■ AIM OF THE EXERCISE: Format the data below as a numbered list, leaving out any blank lines.

[Location annotation dataset excerpts]
══════════════════════════════
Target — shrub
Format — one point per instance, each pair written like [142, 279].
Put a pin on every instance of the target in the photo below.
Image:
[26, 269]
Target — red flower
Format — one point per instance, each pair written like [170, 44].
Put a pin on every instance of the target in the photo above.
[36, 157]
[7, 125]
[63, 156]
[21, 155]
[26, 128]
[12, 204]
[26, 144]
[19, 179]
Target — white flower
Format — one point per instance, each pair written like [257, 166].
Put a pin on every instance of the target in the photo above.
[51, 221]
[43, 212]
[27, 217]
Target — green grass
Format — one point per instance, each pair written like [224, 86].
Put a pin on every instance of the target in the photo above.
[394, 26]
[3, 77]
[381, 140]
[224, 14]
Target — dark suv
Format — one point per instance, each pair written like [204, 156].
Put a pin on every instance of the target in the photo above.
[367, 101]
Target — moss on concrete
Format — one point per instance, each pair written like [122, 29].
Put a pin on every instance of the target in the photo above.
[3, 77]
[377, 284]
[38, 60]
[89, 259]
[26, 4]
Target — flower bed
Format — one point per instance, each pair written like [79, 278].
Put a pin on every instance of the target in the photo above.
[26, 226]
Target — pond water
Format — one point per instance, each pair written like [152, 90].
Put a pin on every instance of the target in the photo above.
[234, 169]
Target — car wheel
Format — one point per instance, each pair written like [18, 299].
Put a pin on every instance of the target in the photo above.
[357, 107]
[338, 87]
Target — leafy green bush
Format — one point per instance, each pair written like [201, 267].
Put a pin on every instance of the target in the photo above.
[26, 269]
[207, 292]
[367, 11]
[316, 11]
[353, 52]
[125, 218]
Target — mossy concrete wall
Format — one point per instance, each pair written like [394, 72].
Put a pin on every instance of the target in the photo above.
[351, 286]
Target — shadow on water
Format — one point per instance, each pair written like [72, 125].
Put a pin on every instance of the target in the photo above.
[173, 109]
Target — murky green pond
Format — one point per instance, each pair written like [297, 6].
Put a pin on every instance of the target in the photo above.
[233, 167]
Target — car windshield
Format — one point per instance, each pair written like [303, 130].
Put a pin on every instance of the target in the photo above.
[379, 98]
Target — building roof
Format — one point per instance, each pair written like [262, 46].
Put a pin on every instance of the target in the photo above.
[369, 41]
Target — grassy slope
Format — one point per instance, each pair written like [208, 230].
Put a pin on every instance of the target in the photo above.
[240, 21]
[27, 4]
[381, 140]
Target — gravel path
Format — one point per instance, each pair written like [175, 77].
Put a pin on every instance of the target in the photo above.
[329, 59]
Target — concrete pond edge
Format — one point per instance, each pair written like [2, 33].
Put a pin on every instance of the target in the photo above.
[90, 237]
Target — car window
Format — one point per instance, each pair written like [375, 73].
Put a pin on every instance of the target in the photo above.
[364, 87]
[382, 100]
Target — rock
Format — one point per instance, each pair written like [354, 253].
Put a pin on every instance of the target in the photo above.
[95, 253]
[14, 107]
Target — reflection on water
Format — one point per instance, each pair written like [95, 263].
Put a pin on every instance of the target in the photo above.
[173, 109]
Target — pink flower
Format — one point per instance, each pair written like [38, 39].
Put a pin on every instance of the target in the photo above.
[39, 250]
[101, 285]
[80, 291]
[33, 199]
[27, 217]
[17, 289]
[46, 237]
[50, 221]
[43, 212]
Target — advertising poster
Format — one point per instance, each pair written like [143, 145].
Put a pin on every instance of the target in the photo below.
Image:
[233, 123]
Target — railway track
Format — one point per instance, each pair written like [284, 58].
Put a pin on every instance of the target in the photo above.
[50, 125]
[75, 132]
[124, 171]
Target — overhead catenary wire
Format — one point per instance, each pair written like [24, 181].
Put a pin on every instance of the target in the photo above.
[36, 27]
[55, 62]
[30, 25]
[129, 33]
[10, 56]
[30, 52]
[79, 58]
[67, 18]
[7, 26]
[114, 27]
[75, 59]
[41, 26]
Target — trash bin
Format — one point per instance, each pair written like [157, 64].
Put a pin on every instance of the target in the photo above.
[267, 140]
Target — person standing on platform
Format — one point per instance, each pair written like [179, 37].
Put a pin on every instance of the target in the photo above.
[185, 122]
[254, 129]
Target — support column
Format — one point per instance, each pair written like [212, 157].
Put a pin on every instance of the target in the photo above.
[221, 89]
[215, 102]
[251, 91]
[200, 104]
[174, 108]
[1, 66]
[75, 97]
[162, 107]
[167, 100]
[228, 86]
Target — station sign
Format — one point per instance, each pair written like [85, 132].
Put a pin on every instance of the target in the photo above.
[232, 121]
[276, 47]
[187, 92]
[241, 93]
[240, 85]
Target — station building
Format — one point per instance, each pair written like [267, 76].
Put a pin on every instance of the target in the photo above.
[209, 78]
══════════════════════════════
■ SOLUTION TO THE EXERCISE:
1. Target — shrub
2. Format — one point per instance, each pair written like [142, 279].
3. Put a pin on every instance of the target in the photo below.
4. Image:
5. [26, 269]
6. Target — red flower
7. Format — one point per instance, each pair written like [170, 44].
8. Put a pin on every instance of the target in the photo above.
9. [36, 157]
10. [7, 125]
11. [63, 156]
12. [21, 155]
13. [26, 128]
14. [12, 204]
15. [26, 144]
16. [19, 179]
17. Target — white flower
18. Format — one point per instance, each pair written like [257, 166].
19. Put a pin on every instance of the target in the photo above.
20. [51, 221]
21. [43, 212]
22. [27, 217]
23. Target — green grass
24. Format — one point per instance, each pair written like [224, 86].
25. Put a pin on every instance of the target in the photo above.
26. [394, 26]
27. [3, 77]
28. [381, 140]
29. [224, 14]
30. Target — dark suv
31. Format — one point per instance, each pair written like [204, 156].
32. Put a pin on every instance of the target in the photo above.
33. [367, 101]
34. Target — moss on concrete
35. Format — one point per instance, each pair written like [122, 29].
36. Put a pin on every instance of the target in the photo above.
37. [3, 77]
38. [377, 284]
39. [38, 60]
40. [89, 259]
41. [26, 4]
42. Target — flower bed
43. Format — one point per instance, each pair written like [79, 278].
44. Put a pin on every instance of the target in the photo above.
45. [26, 226]
46. Target — pond water
47. Format — one point per instance, each pair written like [152, 90].
48. Put a pin on every instance of the target in the photo above.
49. [234, 169]
50. Target — car wheel
51. Format — one point per instance, each pair written like [18, 299].
52. Put a pin on every instance of the target in the photo above.
53. [357, 107]
54. [338, 87]
55. Target — leafy green bush
56. Format — one point per instance, each pair written like [201, 267].
57. Put a pin on every instance of the target in the photo above.
58. [26, 269]
59. [207, 292]
60. [367, 11]
61. [316, 11]
62. [353, 52]
63. [125, 218]
64. Target — mossy concrete wall
65. Format — one point per instance, each pair written like [394, 72].
66. Put a pin on every instance of the target in the photo above.
67. [351, 286]
68. Target — shadow on water
69. Format — one point per instance, each pair written like [72, 125].
70. Put a pin on every instance of the target in the photo above.
71. [173, 109]
72. Target — murky green pond
73. Format — one point per instance, each pair written like [297, 6].
74. Put a pin on every instance of the target in the photo above.
75. [233, 167]
76. Target — car windshield
77. Format — one point per instance, each pair written like [303, 130].
78. Put a pin on every instance of the target in the photo above.
79. [379, 98]
80. Target — building roof
81. Format — one point per instance, each pair written like [262, 46].
82. Put a pin on every instance of the target in the photo above.
83. [369, 41]
84. Target — grassy slope
85. Format — one point per instance, each pair written like [208, 230].
86. Put a pin on every instance of the target in the photo above.
87. [240, 21]
88. [27, 4]
89. [381, 140]
90. Target — gravel path
91. Format — one point per instance, each pair written like [175, 77].
92. Put a pin on every instance of the target in the photo above.
93. [329, 59]
94. Target — concrete pond edge
95. Format — one point per instance, each pair written like [2, 33].
96. Put a pin on every instance of the target in the photo above.
97. [90, 237]
98. Target — car window
99. Format — one point per instance, each pair written like [375, 73].
100. Put a pin on every instance of the target in the photo above.
101. [364, 87]
102. [382, 100]
103. Target — rock
104. Format — one point per instance, each pair written like [354, 253].
105. Put a pin on every instance of the target in the photo above.
106. [95, 253]
107. [14, 107]
108. Target — reflection on water
109. Format — one point per instance, each pair written like [95, 263].
110. Put a pin on every instance of the target in the photo above.
111. [173, 109]
112. Target — pink flower
113. Format — one point per instance, each pair written like [38, 39].
114. Put a pin on every instance of the target in the photo above.
115. [39, 250]
116. [101, 285]
117. [80, 291]
118. [33, 199]
119. [27, 217]
120. [17, 289]
121. [46, 237]
122. [50, 221]
123. [43, 212]
124. Target — advertising poster
125. Format — one point per instance, each pair written like [143, 145].
126. Put a pin on every instance of the target in the photo below.
127. Image:
128. [233, 123]
129. Target — railway track
130. Format — one point per instance, each pair written like [284, 58].
131. Put a pin on every instance of the target in the photo above.
132. [50, 125]
133. [75, 132]
134. [124, 171]
135. Target — overhead catenary wire
136. Format — one point per instance, each pair written like [24, 181].
137. Put a pin on every instance of the target in the photo above.
138. [36, 27]
139. [55, 62]
140. [30, 25]
141. [129, 33]
142. [10, 56]
143. [30, 52]
144. [79, 58]
145. [67, 18]
146. [7, 26]
147. [114, 27]
148. [75, 59]
149. [41, 26]
150. Target — trash bin
151. Format — one point per instance, each pair written like [157, 64].
152. Put a pin on every instance of the target in the photo above.
153. [267, 140]
154. Target — person standing on platform
155. Format — one point per instance, each pair written like [179, 37].
156. Put a pin on every instance of the target in the photo above.
157. [185, 122]
158. [254, 129]
159. Target — support column
160. Format — one point per instance, each pair written like [212, 157].
161. Put a pin on every instance of the target in the photo above.
162. [221, 89]
163. [215, 102]
164. [251, 91]
165. [200, 104]
166. [174, 108]
167. [1, 66]
168. [75, 97]
169. [162, 107]
170. [167, 100]
171. [228, 86]
172. Target — station sign
173. Format — one point per instance, each pair written like [85, 132].
174. Put a pin on every instance of the target in the photo above.
175. [232, 121]
176. [276, 47]
177. [187, 92]
178. [241, 93]
179. [240, 85]
180. Target — station building
181. Format — one point per instance, each pair written like [267, 76].
182. Put a pin on every instance of the target in the photo above.
183. [209, 78]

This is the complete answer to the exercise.